Write out, word for word, only the lines from the one containing "of the polo" through the final line of the data.

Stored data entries
——————
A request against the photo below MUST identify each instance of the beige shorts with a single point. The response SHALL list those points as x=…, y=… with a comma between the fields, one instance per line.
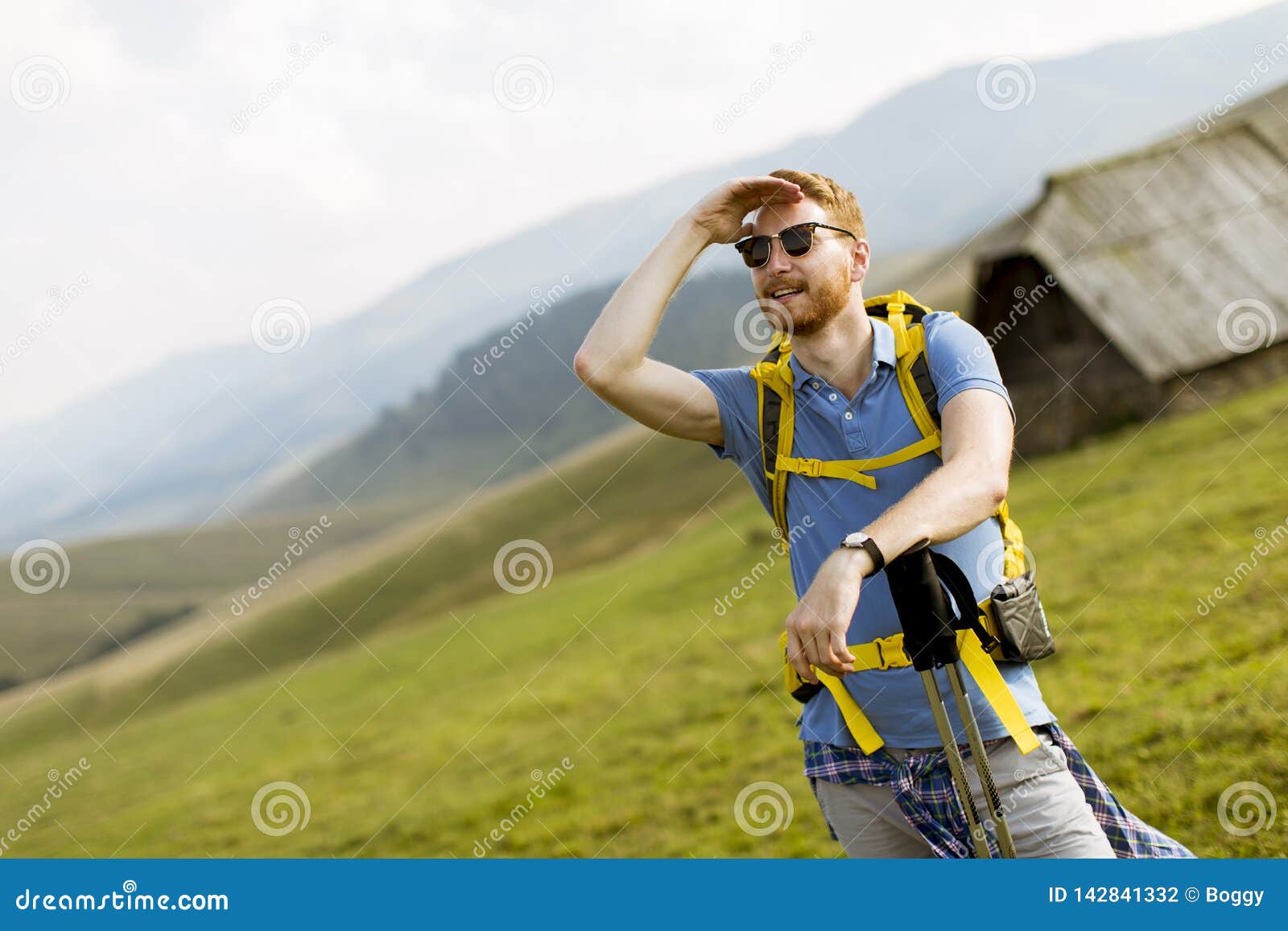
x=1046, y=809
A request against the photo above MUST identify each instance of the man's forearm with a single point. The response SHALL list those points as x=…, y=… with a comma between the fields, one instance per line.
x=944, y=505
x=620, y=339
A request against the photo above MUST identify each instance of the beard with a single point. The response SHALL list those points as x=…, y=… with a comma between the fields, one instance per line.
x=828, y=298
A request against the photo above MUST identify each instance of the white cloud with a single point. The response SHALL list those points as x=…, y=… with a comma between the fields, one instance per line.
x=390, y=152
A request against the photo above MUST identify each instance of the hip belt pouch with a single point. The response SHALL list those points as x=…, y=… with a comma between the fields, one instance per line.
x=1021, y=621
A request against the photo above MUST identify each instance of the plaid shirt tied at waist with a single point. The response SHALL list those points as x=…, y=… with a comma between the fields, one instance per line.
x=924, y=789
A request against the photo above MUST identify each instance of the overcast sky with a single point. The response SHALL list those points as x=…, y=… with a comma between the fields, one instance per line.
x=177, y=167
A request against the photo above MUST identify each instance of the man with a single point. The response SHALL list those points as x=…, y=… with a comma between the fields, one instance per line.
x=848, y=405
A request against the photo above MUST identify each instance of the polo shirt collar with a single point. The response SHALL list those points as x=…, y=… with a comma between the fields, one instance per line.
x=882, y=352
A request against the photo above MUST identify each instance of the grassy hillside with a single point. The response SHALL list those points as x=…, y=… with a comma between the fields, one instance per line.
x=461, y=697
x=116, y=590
——————
### [COMPLETED EXERCISE]
A request against the photo above MUST identify each instance of the polo shirt collar with a single point. The response SHALL list those points as x=…, y=… with a comma between the fields, one instance per line.
x=882, y=352
A request against the photo above MUST identify each instance of the grassy hillside with a single point. The response SHALL list those points as x=…, y=… with a comma between the fields, one instance per line.
x=461, y=697
x=116, y=590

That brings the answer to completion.